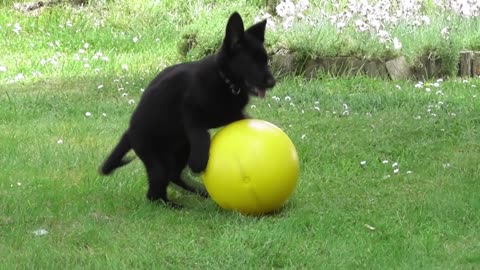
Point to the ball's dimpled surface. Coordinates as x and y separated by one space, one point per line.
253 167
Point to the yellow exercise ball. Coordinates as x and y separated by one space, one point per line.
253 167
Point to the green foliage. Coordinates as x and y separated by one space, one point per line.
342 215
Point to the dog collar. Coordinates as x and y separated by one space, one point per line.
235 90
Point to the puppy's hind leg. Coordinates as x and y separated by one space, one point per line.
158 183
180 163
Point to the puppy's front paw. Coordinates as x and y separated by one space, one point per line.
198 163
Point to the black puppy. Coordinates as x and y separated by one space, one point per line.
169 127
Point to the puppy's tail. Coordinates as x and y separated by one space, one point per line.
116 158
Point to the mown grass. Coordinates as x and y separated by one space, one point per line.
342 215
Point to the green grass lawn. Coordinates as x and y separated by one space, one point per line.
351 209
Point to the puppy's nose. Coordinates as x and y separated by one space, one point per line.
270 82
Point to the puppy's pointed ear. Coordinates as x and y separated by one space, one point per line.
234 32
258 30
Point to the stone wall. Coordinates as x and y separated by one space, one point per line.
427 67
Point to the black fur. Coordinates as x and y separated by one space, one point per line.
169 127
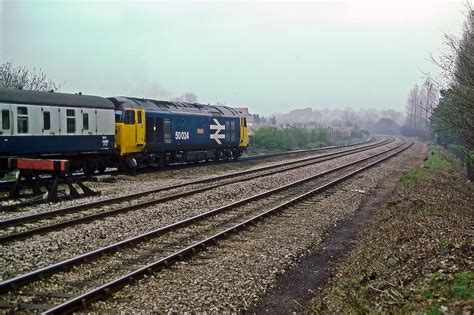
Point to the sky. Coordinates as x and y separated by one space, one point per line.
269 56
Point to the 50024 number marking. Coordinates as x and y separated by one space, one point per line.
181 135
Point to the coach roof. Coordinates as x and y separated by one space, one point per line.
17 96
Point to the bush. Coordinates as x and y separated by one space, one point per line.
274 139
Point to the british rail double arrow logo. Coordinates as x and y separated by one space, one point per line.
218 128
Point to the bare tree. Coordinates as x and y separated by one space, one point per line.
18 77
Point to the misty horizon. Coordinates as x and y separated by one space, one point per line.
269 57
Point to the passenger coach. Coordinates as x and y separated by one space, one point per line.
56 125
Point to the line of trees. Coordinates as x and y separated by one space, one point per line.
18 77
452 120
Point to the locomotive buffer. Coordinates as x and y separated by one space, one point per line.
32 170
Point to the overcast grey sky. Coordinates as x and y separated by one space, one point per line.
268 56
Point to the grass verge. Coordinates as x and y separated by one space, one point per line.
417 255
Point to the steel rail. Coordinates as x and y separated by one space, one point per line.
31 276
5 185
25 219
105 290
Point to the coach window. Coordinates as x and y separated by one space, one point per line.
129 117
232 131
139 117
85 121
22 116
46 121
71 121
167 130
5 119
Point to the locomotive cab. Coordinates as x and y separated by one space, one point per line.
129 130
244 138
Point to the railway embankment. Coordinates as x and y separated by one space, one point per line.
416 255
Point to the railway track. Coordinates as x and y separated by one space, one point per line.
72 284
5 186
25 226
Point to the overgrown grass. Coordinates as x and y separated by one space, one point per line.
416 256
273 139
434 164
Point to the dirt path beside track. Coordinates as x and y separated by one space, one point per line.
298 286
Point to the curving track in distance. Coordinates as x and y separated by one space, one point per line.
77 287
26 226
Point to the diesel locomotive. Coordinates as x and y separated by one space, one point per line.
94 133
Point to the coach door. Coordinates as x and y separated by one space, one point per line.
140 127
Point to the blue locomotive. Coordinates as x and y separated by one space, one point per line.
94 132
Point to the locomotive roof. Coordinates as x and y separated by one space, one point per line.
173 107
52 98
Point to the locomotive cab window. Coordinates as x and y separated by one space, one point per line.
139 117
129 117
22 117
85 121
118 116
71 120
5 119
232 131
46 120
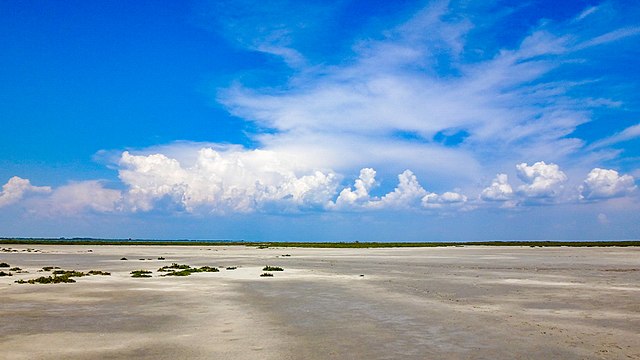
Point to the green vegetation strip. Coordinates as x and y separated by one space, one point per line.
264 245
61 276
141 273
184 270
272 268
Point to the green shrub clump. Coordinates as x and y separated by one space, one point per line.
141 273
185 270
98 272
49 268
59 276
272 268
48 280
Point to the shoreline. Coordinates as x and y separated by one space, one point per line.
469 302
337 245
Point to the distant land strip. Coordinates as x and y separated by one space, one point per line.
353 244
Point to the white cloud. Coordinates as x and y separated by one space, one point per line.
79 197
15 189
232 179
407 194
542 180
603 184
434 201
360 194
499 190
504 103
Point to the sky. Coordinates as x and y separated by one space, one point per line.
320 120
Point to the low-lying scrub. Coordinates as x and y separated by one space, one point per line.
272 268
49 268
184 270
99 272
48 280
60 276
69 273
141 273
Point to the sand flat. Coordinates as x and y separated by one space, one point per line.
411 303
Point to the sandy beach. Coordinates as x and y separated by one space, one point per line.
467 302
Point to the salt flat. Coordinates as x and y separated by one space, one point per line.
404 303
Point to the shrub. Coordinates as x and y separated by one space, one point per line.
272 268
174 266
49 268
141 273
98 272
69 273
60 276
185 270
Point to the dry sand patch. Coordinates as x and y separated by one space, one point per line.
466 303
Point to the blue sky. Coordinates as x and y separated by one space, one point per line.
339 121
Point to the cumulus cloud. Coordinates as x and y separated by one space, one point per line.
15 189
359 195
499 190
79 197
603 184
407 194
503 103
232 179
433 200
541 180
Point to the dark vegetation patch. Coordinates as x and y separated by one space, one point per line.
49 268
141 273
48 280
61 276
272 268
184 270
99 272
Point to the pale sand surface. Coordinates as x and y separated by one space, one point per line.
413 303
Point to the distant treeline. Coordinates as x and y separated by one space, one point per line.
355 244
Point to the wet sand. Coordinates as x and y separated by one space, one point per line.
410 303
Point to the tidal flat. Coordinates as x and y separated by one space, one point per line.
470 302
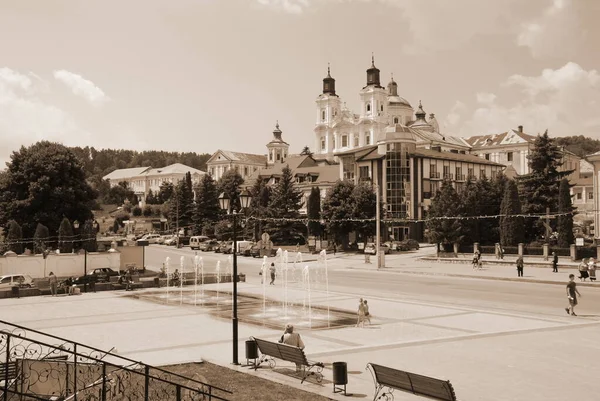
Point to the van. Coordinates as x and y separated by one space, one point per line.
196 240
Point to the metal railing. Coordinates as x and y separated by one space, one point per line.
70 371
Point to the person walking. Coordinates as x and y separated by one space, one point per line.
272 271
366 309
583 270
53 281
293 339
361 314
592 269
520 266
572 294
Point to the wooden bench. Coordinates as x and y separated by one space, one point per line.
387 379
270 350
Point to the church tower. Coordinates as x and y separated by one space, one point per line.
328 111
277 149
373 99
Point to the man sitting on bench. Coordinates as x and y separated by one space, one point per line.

-=-=-

_Work required:_ Render every line of the records above as a numbered list, omitting blank lines and leaving the pictures out.

_The answer:_
1. Point to the ball's dimpled surface. Coordinates as x and y separated by one space, one point per line.
2. 253 167
3. Point to the yellow exercise ball. Coordinates as x and y separated by one space, one point per line.
4. 253 167
5. Point to the green foliage. Coordinates as x and y separated by one space, one point per line.
6. 342 215
7. Point to the dog collar. Coordinates as x and y separated by one space, one point per line.
8. 235 90
9. Point to the puppy's hind leg. Coordinates as x and y separated by one space, one point per line.
10. 158 183
11. 180 163
12. Point to the puppy's front paw. Coordinates as x and y separated by one space, one point per line.
13. 198 163
14. Point to the black puppy. Coordinates as x and y separated by one space, one point per line.
15. 169 127
16. Point to the puppy's tail. Coordinates as x and y separated by one space, one point per line.
17. 116 158
18. Point to the mown grass. Coordinates as x and y separated by one space, one point per line.
19. 342 215
20. Point to the green grass lawn. Coordinates as x and y separated by one space, one point per line.
21. 351 209
22. Point to the puppy's nose. Coordinates as x and y separated by one space, one point per line.
23. 270 82
24. Point to the puppy's pointed ear. Coordinates as x and y separated by one space, one point per line.
25. 234 32
26. 258 30
27. Point to the stone wall. Coordinates as x and y separated by one space, one point per line.
28. 427 67
29. Point to the black fur. Coordinates as x and y separated by one space, one point per line.
30. 169 127
31. Point to the sky. Coordinates as x and y separated by one space, one point per line.
32. 269 56
33. Point to the 50024 number marking. Coordinates as x and y separated by one space, one point per line.
34. 181 135
35. Point to the coach roof. Coordinates as x and y separated by one space, one point per line.
36. 17 96
37. Point to the bush. Coordinates as x and y separated by one space, one point per line.
38. 274 139
39. Point to the british rail double arrow logo. Coordinates as x and y separated by one space, one point per line.
40. 218 128
41. Point to the bare tree. Coordinates as x and y separated by one space, one point per line.
42. 18 77
43. Point to the misty horizon. Coordinates as x and y separated by one space, one point per line.
44. 269 57
45. Point to the passenger coach. Coordinates as x and y separated by one space, one point per line.
46. 56 125
47. Point to the line of trees. Coordinates as x and y separated by one space, one point per line.
48. 18 77
49. 452 120
50. Point to the locomotive buffer. Coordinates as x and y separated by one space, one point per line.
51. 32 170
52. Point to the overcast grey sky. Coordinates as x and y separated by one space, one point per line.
53. 268 56
54. Point to the grass verge. Coordinates as x and y separated by one space, one point per line.
55. 417 255
56. Point to the steel rail. Coordinates as x and y separated by one space, one point per line.
57. 31 276
58. 5 185
59. 25 219
60. 105 290
61. Point to the coach window. Coordinates as x and y separated by one space, one point per line.
62. 129 117
63. 232 131
64. 139 117
65. 85 121
66. 22 116
67. 46 121
68. 71 121
69. 167 130
70. 5 119
71. Point to the locomotive cab. Coordinates as x and y separated by one space, one point per line.
72. 129 130
73. 244 138
74. Point to the railway embankment. Coordinates as x and y separated by one space, one point per line.
75. 416 255
76. Point to the railway track. Coordinates as x and y separated by one space, one point per line.
77. 72 284
78. 5 186
79. 25 226
80. Point to the overgrown grass. Coordinates as x and y separated by one space, one point per line.
81. 416 256
82. 273 139
83. 434 164
84. Point to the dirt path beside track. Coordinates as x and y separated by one space, one point per line.
85. 298 286
86. Point to the curving track in distance. Coordinates as x and y separated by one space, one point per line.
87. 77 287
88. 26 226
89. Point to the diesel locomotive. Coordinates as x and y separated by one space, one point per line.
90. 94 133
91. Point to the coach door. Coordinates as x and y separated by one space, one point per line.
92. 140 127
93. Point to the blue locomotive. Coordinates as x and y separated by one space, one point per line.
94. 94 132
95. Point to the locomotive roof. Coordinates as x and y separated by one space, one point per line.
96. 173 107
97. 52 98
98. Point to the locomotive cab window. Coordinates as x and y separated by one space, one point per line.
99. 139 117
100. 129 117
101. 22 117
102. 85 121
103. 118 116
104. 71 120
105. 5 119
106. 232 131
107. 46 120
108. Point to the green vegetation strip. Coordinates as x and y separated by one space, one point per line.
109. 264 245
110. 61 276
111. 141 273
112. 184 270
113. 272 268
114. Point to the green shrub clump. Coordinates as x and y separated by one space, one point per line.
115. 141 273
116. 185 270
117. 98 272
118. 49 268
119. 59 276
120. 272 268
121. 48 280
122. Point to the shoreline. Coordinates as x and y separated by one space, one point per line.
123. 469 302
124. 337 245
125. Point to the distant land strip. Coordinates as x and y separated by one space, one point per line.
126. 353 244
127. Point to the white cloud. Coordinates as x and y separated by one space, one point per line.
128. 79 197
129. 15 189
130. 232 179
131. 407 194
132. 542 180
133. 603 184
134. 434 201
135. 360 194
136. 499 190
137. 504 103
138. Point to the sky. Coordinates as x and y separated by one space, one point per line.
139. 320 120
140. Point to the low-lying scrub. Coordinates as x and y separated by one space, one point per line.
141. 272 268
142. 49 268
143. 184 270
144. 99 272
145. 48 280
146. 60 276
147. 69 273
148. 141 273
149. Point to the sand flat. Coordinates as x and y separated by one space, one point per line.
150. 411 303
151. Point to the sandy beach. Coordinates as x and y separated by one space, one point per line.
152. 467 302
153. Point to the salt flat. Coordinates as x and y separated by one space, one point per line.
154. 404 303
155. Point to the shrub. Coordinates as x and y separated by one space, one point per line.
156. 272 268
157. 174 266
158. 49 268
159. 141 273
160. 98 272
161. 69 273
162. 60 276
163. 185 270
164. Point to the dry sand patch. Coordinates as x and y separated by one space, one point per line.
165. 466 303
166. Point to the blue sky. Coordinates as x and y separated by one space, one point per line.
167. 339 121
168. Point to the cumulus cloud. Coordinates as x and y separated by one space, one point per line.
169. 15 189
170. 359 195
171. 499 190
172. 79 197
173. 603 184
174. 407 194
175. 503 103
176. 232 179
177. 433 200
178. 541 180
179. Point to the dark vegetation patch. Coordinates as x and y separated by one space, one point per line.
180. 49 268
181. 141 273
182. 48 280
183. 61 276
184. 272 268
185. 184 270
186. 99 272
187. Point to the pale sand surface. Coordinates as x and y separated by one space, one point per line.
188. 413 303
189. Point to the distant treeline. Coordinates as x and y separated by one space, one point per line.
190. 355 244
191. Point to the wet sand. Coordinates as x and y separated by one space, one point per line.
192. 410 303
193. Point to the tidal flat. Coordinates as x and y separated by one space, one point per line.
194. 470 302
195. Point to the van. Coordinates as x and y separated by one space, one point per line.
196. 196 240
197. Point to the metal railing. Coordinates as x and y separated by one space, one point per line.
198. 70 371
199. Point to the person walking. Coordinates as x and y separated by one space, one point per line.
200. 272 271
201. 366 309
202. 583 270
203. 53 281
204. 293 339
205. 361 314
206. 592 269
207. 520 266
208. 572 294
209. Point to the wooden bench. Coordinates as x and y separated by one space, one point per line.
210. 387 379
211. 270 350
212. Point to the church tower. Coordinates as x and y separated by one space, one point per line.
213. 328 111
214. 277 149
215. 373 99
216. Point to the man sitting on bench. Coordinates as x and y separated by one space, one point per line.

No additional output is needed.